● **WHAT IS BEING ASKED**
Each record below must be written out exactly as given.

● **Stored items**
*** Block opens ***
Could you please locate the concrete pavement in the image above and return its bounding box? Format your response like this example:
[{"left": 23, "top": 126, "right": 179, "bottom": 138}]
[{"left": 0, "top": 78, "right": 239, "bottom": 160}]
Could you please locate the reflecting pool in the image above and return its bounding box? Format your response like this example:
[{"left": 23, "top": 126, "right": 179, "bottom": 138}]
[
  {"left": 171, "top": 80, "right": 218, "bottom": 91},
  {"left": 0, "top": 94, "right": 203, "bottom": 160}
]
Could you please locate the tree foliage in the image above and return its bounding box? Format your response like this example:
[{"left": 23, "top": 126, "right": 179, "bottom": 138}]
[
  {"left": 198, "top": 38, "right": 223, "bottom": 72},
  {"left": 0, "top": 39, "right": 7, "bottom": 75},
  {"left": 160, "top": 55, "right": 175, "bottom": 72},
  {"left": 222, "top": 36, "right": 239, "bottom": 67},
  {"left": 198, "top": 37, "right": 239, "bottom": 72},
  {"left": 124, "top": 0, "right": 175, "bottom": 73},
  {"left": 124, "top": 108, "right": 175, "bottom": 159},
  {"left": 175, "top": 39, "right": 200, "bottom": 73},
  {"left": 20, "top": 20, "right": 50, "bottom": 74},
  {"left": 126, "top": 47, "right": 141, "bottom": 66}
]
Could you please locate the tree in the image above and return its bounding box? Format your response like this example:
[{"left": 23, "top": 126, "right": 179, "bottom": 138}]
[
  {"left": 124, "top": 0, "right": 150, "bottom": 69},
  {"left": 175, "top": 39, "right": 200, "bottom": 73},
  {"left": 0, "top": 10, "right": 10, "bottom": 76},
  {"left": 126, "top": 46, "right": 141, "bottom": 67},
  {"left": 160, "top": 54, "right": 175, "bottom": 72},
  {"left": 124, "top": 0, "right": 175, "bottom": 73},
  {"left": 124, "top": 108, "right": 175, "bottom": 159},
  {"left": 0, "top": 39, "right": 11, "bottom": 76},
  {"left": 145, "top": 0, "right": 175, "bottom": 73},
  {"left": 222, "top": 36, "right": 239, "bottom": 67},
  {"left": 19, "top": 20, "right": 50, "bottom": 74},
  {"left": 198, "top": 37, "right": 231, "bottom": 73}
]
*** Block closes ***
● **SOLUTION**
Could you please locate the concrete pavement in the image above and return its bounding box? Format your response like this example:
[{"left": 23, "top": 126, "right": 179, "bottom": 138}]
[{"left": 0, "top": 78, "right": 239, "bottom": 160}]
Could you please locate the reflecting pool in the image above and return its bounding box? Format your response like this example:
[{"left": 23, "top": 126, "right": 179, "bottom": 138}]
[
  {"left": 171, "top": 80, "right": 218, "bottom": 91},
  {"left": 0, "top": 94, "right": 203, "bottom": 160}
]
Could you please locate the tree foliage in the image above and return its bounding box? Format your response like this example:
[{"left": 23, "top": 126, "right": 179, "bottom": 138}]
[
  {"left": 198, "top": 38, "right": 223, "bottom": 72},
  {"left": 0, "top": 39, "right": 7, "bottom": 75},
  {"left": 160, "top": 55, "right": 175, "bottom": 72},
  {"left": 222, "top": 36, "right": 239, "bottom": 67},
  {"left": 198, "top": 37, "right": 239, "bottom": 72},
  {"left": 124, "top": 0, "right": 175, "bottom": 73},
  {"left": 124, "top": 108, "right": 175, "bottom": 159},
  {"left": 175, "top": 39, "right": 200, "bottom": 73},
  {"left": 20, "top": 20, "right": 50, "bottom": 74},
  {"left": 126, "top": 47, "right": 141, "bottom": 66}
]
Could you please locate the tree in the image above and return its bounding box? Format your response like this example:
[{"left": 23, "top": 126, "right": 179, "bottom": 138}]
[
  {"left": 124, "top": 0, "right": 150, "bottom": 69},
  {"left": 175, "top": 39, "right": 200, "bottom": 73},
  {"left": 0, "top": 10, "right": 10, "bottom": 76},
  {"left": 126, "top": 46, "right": 141, "bottom": 67},
  {"left": 160, "top": 54, "right": 175, "bottom": 72},
  {"left": 124, "top": 0, "right": 175, "bottom": 73},
  {"left": 124, "top": 108, "right": 175, "bottom": 159},
  {"left": 0, "top": 39, "right": 11, "bottom": 76},
  {"left": 145, "top": 0, "right": 175, "bottom": 73},
  {"left": 222, "top": 36, "right": 239, "bottom": 67},
  {"left": 19, "top": 20, "right": 50, "bottom": 74},
  {"left": 198, "top": 37, "right": 231, "bottom": 73}
]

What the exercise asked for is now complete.